Instructions for the task
Restate, word for word, every line of the data.

[Location identification entries]
** START **

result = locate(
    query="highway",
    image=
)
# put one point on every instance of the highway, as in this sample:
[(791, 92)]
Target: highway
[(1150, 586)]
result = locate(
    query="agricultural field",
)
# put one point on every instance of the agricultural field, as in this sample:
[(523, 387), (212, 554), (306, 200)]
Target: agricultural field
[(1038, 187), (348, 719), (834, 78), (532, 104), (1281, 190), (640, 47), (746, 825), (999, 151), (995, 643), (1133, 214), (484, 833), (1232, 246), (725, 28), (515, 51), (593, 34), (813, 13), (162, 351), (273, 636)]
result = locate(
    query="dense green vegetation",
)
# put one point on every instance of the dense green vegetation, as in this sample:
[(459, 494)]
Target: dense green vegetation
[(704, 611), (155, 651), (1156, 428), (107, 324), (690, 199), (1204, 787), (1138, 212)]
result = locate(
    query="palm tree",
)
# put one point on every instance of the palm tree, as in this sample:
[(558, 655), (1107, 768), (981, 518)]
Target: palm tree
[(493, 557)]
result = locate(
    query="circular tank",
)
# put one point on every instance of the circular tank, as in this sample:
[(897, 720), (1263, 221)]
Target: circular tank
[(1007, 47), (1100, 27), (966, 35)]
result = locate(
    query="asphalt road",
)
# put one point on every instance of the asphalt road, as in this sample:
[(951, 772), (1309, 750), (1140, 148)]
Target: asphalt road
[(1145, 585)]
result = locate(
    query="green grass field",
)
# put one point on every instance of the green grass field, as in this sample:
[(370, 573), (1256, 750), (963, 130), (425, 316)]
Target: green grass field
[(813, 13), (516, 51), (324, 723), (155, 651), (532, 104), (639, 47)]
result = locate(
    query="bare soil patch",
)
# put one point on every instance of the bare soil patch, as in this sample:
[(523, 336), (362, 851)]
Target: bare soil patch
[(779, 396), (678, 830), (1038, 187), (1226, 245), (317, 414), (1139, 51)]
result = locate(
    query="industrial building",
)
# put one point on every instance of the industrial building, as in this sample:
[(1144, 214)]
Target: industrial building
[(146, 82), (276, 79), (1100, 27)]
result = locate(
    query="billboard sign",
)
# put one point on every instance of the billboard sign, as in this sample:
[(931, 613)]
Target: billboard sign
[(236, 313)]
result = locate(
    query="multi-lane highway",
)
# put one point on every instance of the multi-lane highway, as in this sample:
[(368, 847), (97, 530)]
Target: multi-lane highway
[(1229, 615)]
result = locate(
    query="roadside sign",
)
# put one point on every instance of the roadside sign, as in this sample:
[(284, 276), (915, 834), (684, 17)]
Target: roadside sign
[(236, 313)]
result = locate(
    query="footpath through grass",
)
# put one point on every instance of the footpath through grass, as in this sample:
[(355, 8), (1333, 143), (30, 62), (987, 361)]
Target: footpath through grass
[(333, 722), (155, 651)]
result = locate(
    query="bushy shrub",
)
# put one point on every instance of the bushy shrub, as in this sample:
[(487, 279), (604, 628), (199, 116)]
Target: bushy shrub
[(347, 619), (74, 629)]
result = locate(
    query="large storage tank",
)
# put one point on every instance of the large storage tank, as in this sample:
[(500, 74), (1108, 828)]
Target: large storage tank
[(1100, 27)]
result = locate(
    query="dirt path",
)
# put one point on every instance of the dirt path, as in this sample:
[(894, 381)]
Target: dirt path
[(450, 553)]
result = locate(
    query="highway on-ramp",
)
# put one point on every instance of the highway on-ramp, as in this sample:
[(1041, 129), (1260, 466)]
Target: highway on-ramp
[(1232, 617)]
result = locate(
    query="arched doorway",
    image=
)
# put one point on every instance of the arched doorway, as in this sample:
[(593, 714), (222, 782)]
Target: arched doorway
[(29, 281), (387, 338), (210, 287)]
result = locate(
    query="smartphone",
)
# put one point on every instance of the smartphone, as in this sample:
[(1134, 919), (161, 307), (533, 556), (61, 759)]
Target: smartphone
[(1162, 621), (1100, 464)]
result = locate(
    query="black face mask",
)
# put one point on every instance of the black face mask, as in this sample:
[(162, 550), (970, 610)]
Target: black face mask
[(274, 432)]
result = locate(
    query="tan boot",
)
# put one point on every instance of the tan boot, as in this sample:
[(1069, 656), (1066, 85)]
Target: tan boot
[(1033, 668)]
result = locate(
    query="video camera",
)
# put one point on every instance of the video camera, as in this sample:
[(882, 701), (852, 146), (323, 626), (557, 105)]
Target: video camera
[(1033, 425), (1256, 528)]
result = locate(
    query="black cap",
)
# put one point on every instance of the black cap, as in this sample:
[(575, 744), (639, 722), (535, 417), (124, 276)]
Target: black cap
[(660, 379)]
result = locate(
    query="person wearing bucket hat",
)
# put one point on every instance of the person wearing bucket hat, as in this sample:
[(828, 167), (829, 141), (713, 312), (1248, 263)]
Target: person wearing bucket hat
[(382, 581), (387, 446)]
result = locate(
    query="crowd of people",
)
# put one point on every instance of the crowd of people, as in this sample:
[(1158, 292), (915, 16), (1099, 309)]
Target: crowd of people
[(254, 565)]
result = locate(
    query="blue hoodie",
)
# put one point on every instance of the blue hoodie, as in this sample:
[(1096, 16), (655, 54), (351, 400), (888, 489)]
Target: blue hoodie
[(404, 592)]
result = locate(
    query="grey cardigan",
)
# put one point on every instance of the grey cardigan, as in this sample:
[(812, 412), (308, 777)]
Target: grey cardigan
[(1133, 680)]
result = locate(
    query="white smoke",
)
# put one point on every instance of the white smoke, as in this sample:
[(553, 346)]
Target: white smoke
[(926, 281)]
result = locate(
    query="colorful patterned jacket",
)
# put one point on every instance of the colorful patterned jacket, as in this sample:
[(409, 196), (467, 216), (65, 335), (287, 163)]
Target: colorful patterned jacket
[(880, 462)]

** END **

Written response
result = locate(
    query="highway",
    image=
)
# put one point on every instance of the highway, as in this sample:
[(791, 92)]
Target: highway
[(1150, 586)]
result = locate(
    query="agricultural field",
)
# put one point on every instance of the agricultural field, as in this sample:
[(523, 387), (212, 554), (306, 200)]
Target: agricultural field
[(1038, 187), (348, 719), (834, 78), (532, 104), (1281, 190), (640, 47), (746, 825), (999, 151), (995, 643), (1133, 214), (484, 833), (1232, 246), (725, 28), (515, 51), (593, 34), (813, 13), (162, 351), (273, 636)]
result = locate(
    query="dense green vegetation",
)
# put one point on every instance of the dense green vegetation, as in this sample:
[(459, 494)]
Target: dense green vegetation
[(704, 611), (155, 651), (1156, 428), (107, 324), (690, 199), (1204, 787), (1138, 212)]
result = locate(
    query="palm tree",
)
# put one point on every instance of the palm tree, as in this sample:
[(558, 655), (1107, 768), (981, 518)]
Target: palm tree
[(493, 557)]
result = locate(
    query="circular tank",
)
# put one point on every instance of the circular tank, as in this sample:
[(897, 720), (1263, 221)]
Target: circular tank
[(1007, 47), (1100, 27), (966, 35)]
result = locate(
    query="asphalt road",
)
# put one point on every instance of the asphalt road, as in this sample:
[(951, 772), (1309, 750), (1140, 148)]
Target: asphalt road
[(1145, 585)]
result = locate(
    query="green grass field",
)
# put one point on every instance of the green grass field, as in this sample:
[(370, 573), (1256, 750), (963, 130), (425, 316)]
Target: green grass field
[(813, 13), (516, 51), (324, 723), (155, 651), (532, 104), (639, 47)]
result = locate(
    query="bare soil patch",
)
# put one point on every instance of the bare soil patch, as in this sample:
[(523, 336), (362, 851)]
Target: bare soil patch
[(779, 396), (678, 830), (1038, 187), (1226, 245), (317, 414), (1139, 51)]
result = locate(
    query="industrial building",
)
# put one point on every instance of the industrial building, as in this sample:
[(1144, 214)]
Target: industrial building
[(146, 82), (276, 79), (1100, 27)]
result = locate(
    query="billboard sign",
)
# put one point on every instance of the billboard sign, as in this sample:
[(931, 613)]
Target: billboard sign
[(236, 313)]
result = locate(
    query="multi-lane highway",
)
# put one point on every instance of the multi-lane highway, as in this sample:
[(368, 847), (97, 530)]
Target: multi-lane highway
[(1229, 615)]
result = locate(
    query="roadside sign",
)
# put one point on every instance of the roadside sign, as in this sample:
[(284, 276), (915, 834), (684, 17)]
Target: roadside sign
[(236, 313)]
result = locate(
    query="footpath through grass",
)
# put one point on every instance of the footpath through grass, as in this sample:
[(355, 8), (1333, 143), (30, 62), (987, 361)]
Target: footpath through grass
[(333, 722), (155, 651)]
result = locate(
    query="bushy shrub",
)
# put one point on every instance of the bushy shrub, as in this sample:
[(487, 279), (604, 628), (199, 116)]
Target: bushy shrub
[(347, 619), (74, 629)]
result = locate(
    query="large storage tank",
)
# put one point on every instance of the large storage tank, as in this sample:
[(500, 74), (1108, 828)]
Target: large storage tank
[(1100, 27)]
result = locate(
    query="dirt path",
)
# put one point on every instance of the dirt path, as in this sample:
[(894, 381)]
Target: dirt path
[(450, 553)]
result = locate(
    query="highway on-ramp",
)
# put one point on every instance of the highway on-ramp, as in this sample:
[(1041, 129), (1260, 466)]
Target: highway on-ramp
[(1232, 617)]
result = locate(
    query="arched doorway",
    image=
)
# put one point on every instance of the arched doorway, as in this sample:
[(593, 714), (222, 782)]
Target: arched doorway
[(29, 281), (387, 338), (210, 287)]
result = locate(
    query="smartphone",
)
# put one point on every instance of the smartphone, as in this sample:
[(1134, 919), (161, 307), (533, 556), (61, 759)]
Target: smartphone
[(1162, 621), (1100, 464)]
result = locate(
    query="black face mask",
)
# put one point on every instance of the black face mask, as in this sample:
[(162, 550), (970, 610)]
Target: black face mask
[(274, 432)]
result = locate(
    query="tan boot",
)
# put one point on every instance of the tan boot, as in this sample:
[(1069, 656), (1066, 85)]
Target: tan boot
[(1033, 668)]
result = locate(
    query="video camera",
)
# put one point on every instance of the video camera, as in this sample:
[(882, 701), (852, 146), (323, 626), (557, 105)]
Target: video camera
[(1033, 425), (1256, 528)]
result = locate(
    query="black cap",
)
# put one point on every instance of the black cap, as in this sample:
[(575, 744), (639, 722), (535, 417), (124, 276)]
Target: black cap
[(660, 379)]
result = locate(
    query="person wearing bucket hat",
)
# put one point on every instance of the person wearing bucket hat, as in this sample:
[(828, 167), (829, 141), (713, 312), (1248, 263)]
Target: person wearing bucket hat
[(382, 581), (387, 446)]
result = locate(
    query="crowd of people",
)
# put one point on every instance of the crowd of people, as in this sample:
[(1158, 292), (915, 16), (1099, 309)]
Target: crowd of people
[(254, 565)]
result = locate(
    query="blue hoodie",
)
# put one point on every instance of the blue hoodie, as in this sample:
[(1096, 16), (655, 54), (351, 400), (888, 489)]
Target: blue hoodie
[(404, 592)]
result = locate(
    query="grey cardigan",
)
# put one point on every instance of the grey cardigan, as in this sample:
[(812, 412), (308, 777)]
Target: grey cardigan
[(1133, 680)]
result = locate(
    query="white smoke",
)
# put one point on every instance of the white smoke, as in this sample:
[(553, 346)]
Target: white smoke
[(926, 281)]
result = locate(
    query="colorful patterned jacket",
)
# put one point on every instance of the colorful patterned jacket, as in this sample:
[(409, 196), (467, 216), (65, 335), (287, 163)]
Target: colorful patterned jacket
[(880, 462)]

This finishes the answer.